Tuesday, August 12, 2014

Automation as Golem


Early Telegraph Device, Spark Museum, Bellingham, WA
I've been involved in electronics since an early age. I was accomplishing simple radio repairs at age 9, earned my first ham radio license at age 14, and built more than one transmitter by the time I'd graduated from high school. In those days (I  turned 14 in 1958), many people my age earned radio licenses, and many of us built our own gear simply because that was the only way we could afford it.

As  time passed, I built more and more equipment, mostly associated with ham radio. At age 19, after one year of college, I spent 15 months working on an oceanographic ship in the Indian Ocean. I was responsible for keeping the ship's electronic equipment in operation: echo sounders, radar, and a few pieces of laboratory gear. Upon returning home, I returned to school for couple years, vacillating between arts & sciences and engineering. A&S was too crazy, and engineering too linear. That was in the mid-60s.

Eventually I ended up working as an electronics technician, then as a research engineer in the radio astronomy branch of the Astrogeophysics Department at the University of Colorado in Boulder, where I'd previously been a student. One of my jobs there was to automate the tracking mechanism that controlled two twenty-ton radio telescope antennas that ran on circular rails.  My system read punched cards in a modified IBM card reader that weighed about 600 pounds. One card with new solar coordinates coded into it fed through the reader every 15 minutes and the electronics moved the antennas in accordance to them. Solar radio emissions were recorded on a chart recorder identical to the ones used to record water depth during my shipboard duty in the Indian Ocean.

That was the first time I'd been involved in automating anything. Previous to that time, the antennas had been moved at quarter hourly intervals by a grad student reading solar pointing data from a table. Hence the device I built eliminated one job.

By that time I was 25 years old. The antenna pointing system whetted my appetite for automating things, one way or another. I built a porch light turner-onner to turn on the porch light of our house when I came home after dark. It included a timer to keep the light on for a couple minutes before turning it off. That was before commercially made motion detectors were on the market. My version used a photo transistor to detect the light of my headlights.

___

SHORT PROBLEM A:
In the blog post, how often did a card with new solar coordinates feed through the reader?
SHORT PROBLEM B:
Translate this sentence from the blog post into Spanish: "That was the first time I'd been involved in automating anything."
SHORT PROBLEM C:
For each statement, say whether it agrees with the blog post, and quote the words that decide it: (i) The writer earned a first ham radio license at age 14. (ii) The modified IBM card reader weighed about 200 pounds. (iii) The porch light device detected headlights with a photo transistor.
The data listing that comes next has no connection to the blog post.

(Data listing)
___

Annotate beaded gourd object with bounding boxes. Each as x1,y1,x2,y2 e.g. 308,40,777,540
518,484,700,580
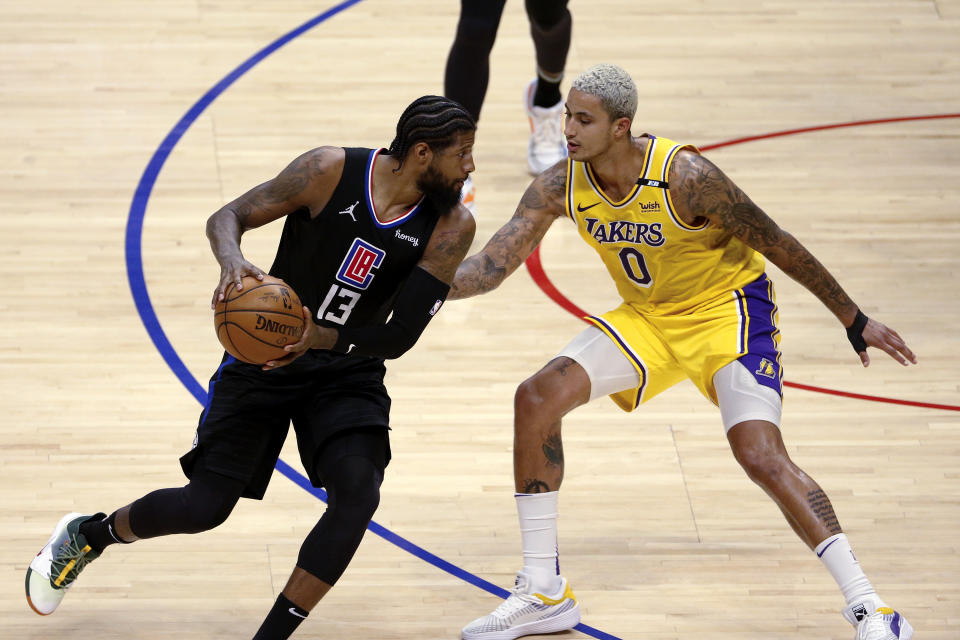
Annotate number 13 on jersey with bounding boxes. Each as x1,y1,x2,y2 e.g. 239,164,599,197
317,238,387,324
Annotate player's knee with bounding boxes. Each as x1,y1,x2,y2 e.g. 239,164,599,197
324,456,383,530
513,375,545,424
735,447,790,487
183,478,240,533
457,16,499,55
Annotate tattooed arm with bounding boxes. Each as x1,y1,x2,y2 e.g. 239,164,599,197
207,147,344,307
449,163,566,300
669,151,916,366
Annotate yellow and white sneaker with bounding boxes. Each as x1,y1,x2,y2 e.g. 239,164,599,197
523,80,567,176
26,513,107,616
843,598,913,640
461,571,580,640
460,176,477,220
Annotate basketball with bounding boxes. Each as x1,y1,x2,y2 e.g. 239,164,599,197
213,274,304,364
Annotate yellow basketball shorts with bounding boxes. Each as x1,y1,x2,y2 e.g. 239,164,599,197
587,274,783,411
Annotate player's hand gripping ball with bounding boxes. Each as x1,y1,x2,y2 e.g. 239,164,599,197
213,275,304,364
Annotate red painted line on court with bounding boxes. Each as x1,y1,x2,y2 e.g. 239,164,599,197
525,113,960,411
700,113,960,151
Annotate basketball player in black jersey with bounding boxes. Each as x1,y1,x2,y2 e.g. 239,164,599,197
26,96,476,640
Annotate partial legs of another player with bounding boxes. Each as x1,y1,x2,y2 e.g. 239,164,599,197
523,0,573,175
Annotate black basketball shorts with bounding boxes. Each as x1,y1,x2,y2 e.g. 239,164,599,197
180,350,390,500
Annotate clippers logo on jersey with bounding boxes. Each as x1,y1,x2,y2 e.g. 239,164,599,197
337,238,387,289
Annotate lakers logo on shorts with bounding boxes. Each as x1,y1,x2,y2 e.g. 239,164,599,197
754,358,777,380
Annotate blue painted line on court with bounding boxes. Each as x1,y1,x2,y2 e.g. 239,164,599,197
125,0,619,640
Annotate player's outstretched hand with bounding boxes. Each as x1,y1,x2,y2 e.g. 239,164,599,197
858,318,917,367
263,307,337,371
210,257,263,309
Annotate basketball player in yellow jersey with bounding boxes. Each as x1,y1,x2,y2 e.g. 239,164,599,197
450,65,916,640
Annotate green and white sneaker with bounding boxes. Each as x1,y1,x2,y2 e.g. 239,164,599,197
26,513,107,616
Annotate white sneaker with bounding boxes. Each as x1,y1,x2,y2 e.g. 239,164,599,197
524,80,567,175
25,513,107,616
460,571,580,640
460,176,477,220
843,598,913,640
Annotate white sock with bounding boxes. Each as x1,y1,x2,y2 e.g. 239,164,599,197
516,491,561,594
815,533,882,604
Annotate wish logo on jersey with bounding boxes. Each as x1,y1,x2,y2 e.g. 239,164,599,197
337,238,387,289
583,218,664,247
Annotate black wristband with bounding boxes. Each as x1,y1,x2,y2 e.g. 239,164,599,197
847,309,867,353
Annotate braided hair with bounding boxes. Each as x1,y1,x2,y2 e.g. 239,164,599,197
388,96,477,171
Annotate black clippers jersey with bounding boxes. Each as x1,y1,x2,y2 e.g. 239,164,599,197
270,148,438,328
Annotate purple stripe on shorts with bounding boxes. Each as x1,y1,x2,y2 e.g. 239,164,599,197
739,273,783,395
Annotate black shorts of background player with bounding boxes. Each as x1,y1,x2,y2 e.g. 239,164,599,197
443,0,573,213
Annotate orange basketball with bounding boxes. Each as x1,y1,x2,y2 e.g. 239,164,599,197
213,275,304,364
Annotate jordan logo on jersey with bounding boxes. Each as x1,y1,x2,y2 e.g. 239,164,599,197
337,200,360,222
337,238,387,289
755,358,777,379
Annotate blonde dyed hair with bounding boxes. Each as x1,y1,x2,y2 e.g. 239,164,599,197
570,64,637,122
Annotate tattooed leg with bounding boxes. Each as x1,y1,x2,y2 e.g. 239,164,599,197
513,357,590,493
727,420,842,549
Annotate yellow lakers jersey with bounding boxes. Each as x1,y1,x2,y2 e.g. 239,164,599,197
566,136,764,315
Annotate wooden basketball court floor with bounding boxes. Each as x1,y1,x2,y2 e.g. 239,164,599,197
0,0,960,640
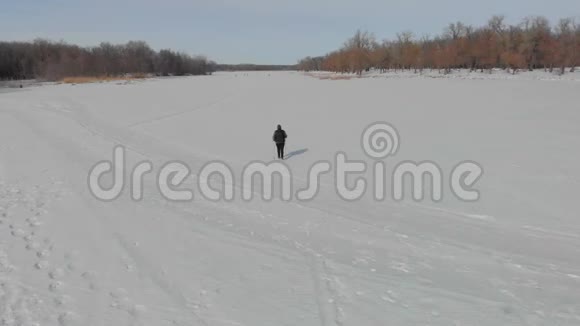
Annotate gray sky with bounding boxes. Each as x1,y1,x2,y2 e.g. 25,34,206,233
0,0,580,64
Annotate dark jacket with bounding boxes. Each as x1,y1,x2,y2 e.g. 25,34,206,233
272,129,288,144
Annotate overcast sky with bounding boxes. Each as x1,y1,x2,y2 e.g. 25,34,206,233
0,0,580,64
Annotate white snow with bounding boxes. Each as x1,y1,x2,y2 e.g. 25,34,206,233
0,72,580,326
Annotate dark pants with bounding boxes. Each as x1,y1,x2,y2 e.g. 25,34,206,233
276,143,284,159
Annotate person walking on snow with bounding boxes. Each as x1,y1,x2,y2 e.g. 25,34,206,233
272,125,288,159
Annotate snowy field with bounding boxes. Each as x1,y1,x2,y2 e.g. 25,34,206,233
0,72,580,326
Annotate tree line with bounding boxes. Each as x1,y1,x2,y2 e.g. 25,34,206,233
0,39,215,81
298,16,580,74
216,63,296,71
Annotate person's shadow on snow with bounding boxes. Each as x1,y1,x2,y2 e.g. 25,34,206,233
284,148,308,160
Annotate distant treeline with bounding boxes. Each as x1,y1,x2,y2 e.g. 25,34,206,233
0,40,215,80
298,16,580,74
216,64,297,71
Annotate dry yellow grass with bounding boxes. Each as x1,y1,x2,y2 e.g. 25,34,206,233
61,74,147,84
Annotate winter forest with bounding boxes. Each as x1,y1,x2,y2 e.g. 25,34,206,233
0,39,214,81
299,16,580,74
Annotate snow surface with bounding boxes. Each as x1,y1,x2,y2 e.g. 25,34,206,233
0,72,580,326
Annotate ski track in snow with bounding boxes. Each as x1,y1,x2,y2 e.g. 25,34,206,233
0,73,580,326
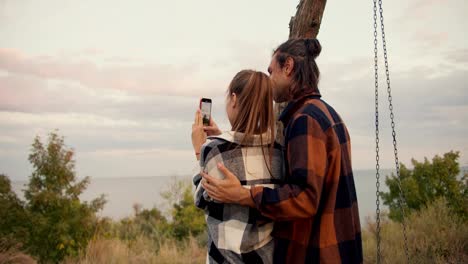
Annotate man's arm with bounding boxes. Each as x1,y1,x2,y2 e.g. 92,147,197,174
202,115,330,221
250,115,328,221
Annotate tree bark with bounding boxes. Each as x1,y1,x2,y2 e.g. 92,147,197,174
275,0,327,145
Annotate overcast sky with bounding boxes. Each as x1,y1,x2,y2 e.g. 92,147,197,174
0,0,468,180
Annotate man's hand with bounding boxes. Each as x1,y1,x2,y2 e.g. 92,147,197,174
201,163,255,207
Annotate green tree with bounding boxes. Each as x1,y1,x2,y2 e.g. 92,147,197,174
161,180,206,240
25,132,105,263
381,151,468,221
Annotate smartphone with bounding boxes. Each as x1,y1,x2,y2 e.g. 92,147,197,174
200,98,211,126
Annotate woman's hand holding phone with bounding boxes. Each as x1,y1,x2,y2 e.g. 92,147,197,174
192,110,207,160
203,117,222,136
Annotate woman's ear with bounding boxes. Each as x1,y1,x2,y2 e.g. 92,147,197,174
284,57,294,77
231,93,237,108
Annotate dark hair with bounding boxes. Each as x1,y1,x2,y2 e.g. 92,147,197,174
273,39,322,99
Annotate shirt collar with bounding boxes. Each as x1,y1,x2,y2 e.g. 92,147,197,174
279,92,322,126
208,131,271,146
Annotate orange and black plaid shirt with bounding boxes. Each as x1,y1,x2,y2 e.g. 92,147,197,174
251,93,363,263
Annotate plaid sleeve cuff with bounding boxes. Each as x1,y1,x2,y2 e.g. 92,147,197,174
250,185,263,211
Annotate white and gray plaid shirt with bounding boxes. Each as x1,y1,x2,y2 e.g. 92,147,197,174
193,131,283,263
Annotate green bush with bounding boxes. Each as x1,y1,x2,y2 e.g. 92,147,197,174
363,198,468,264
25,132,105,263
381,151,468,221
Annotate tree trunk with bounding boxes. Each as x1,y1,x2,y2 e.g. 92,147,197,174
275,0,327,145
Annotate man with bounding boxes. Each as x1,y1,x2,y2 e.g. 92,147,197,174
202,39,363,263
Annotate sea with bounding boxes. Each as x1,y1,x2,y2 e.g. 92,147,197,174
12,167,468,225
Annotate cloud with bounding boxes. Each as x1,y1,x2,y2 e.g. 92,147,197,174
0,49,220,96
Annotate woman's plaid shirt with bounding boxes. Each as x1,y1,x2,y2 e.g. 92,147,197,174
193,132,283,263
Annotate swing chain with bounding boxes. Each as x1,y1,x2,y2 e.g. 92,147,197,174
374,0,381,264
373,0,410,263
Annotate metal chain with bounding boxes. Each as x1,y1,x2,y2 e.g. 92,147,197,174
374,0,410,263
374,0,382,264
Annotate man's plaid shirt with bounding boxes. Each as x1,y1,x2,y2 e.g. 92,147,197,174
250,93,363,263
193,132,283,263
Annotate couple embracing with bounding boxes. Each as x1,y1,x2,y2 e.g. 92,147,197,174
192,39,363,263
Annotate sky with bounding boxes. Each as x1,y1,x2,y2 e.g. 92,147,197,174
0,0,468,180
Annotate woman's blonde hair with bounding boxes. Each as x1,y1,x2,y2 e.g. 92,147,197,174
227,70,275,173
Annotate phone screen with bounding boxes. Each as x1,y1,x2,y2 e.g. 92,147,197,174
200,98,211,126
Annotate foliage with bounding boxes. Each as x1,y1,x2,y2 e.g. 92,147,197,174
363,198,468,264
381,151,468,221
25,132,105,263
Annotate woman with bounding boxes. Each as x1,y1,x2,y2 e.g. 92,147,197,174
192,70,283,263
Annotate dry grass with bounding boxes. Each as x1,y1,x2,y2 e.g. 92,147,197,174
363,200,468,263
0,241,37,264
64,237,206,264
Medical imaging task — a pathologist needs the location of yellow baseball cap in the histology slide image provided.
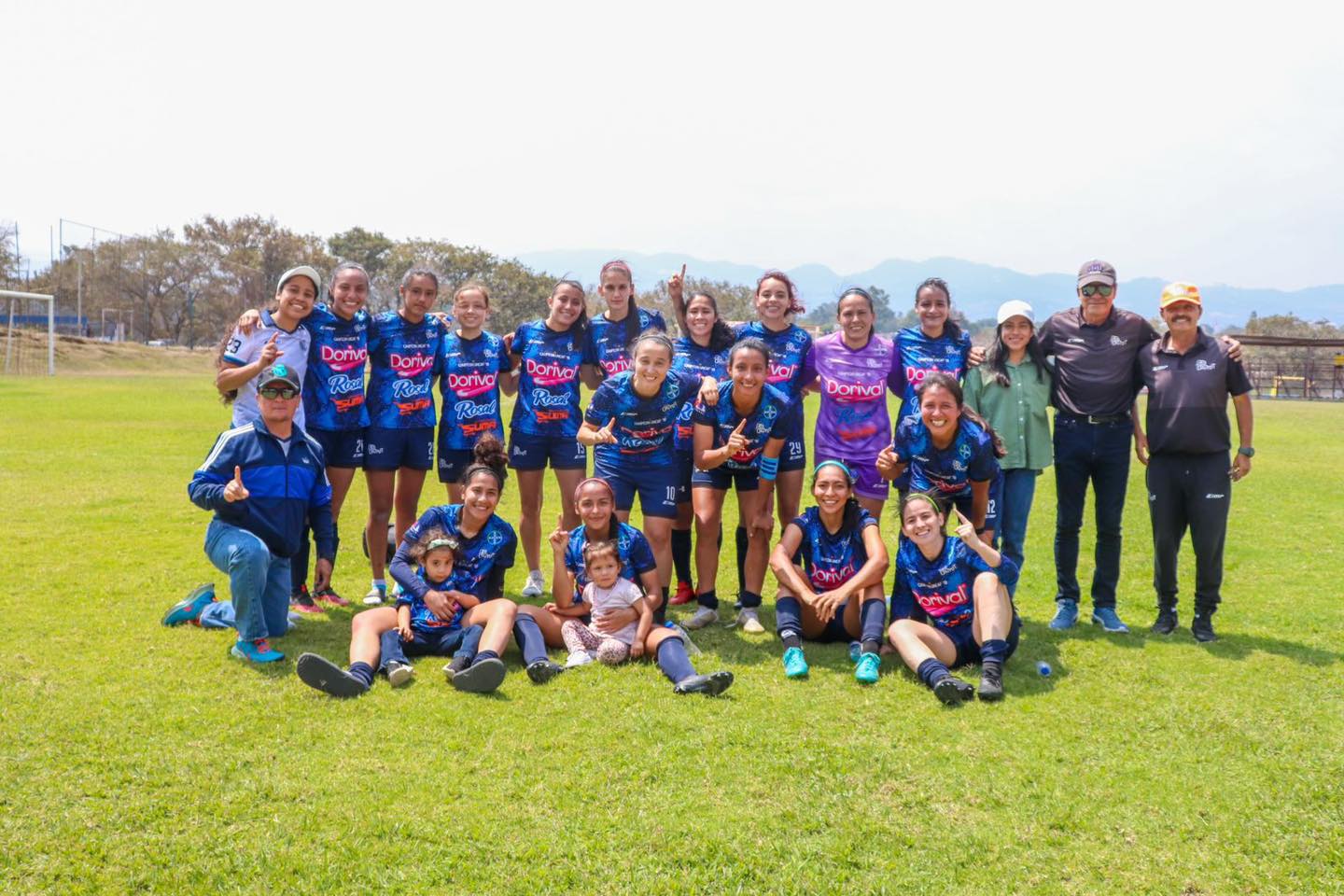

___

EXERCISE RESULT A:
Every 15 minutes.

EXERCISE RESULT B:
Esa fue la primera vez que participé en la automatización de algo.

EXERCISE RESULT C:
(i) Yes: "earned my first ham radio license at age 14"
(ii) No: "a modified IBM card reader that weighed about 600 pounds"
(iii) Yes: "My version used a photo transistor to detect the light of my headlights."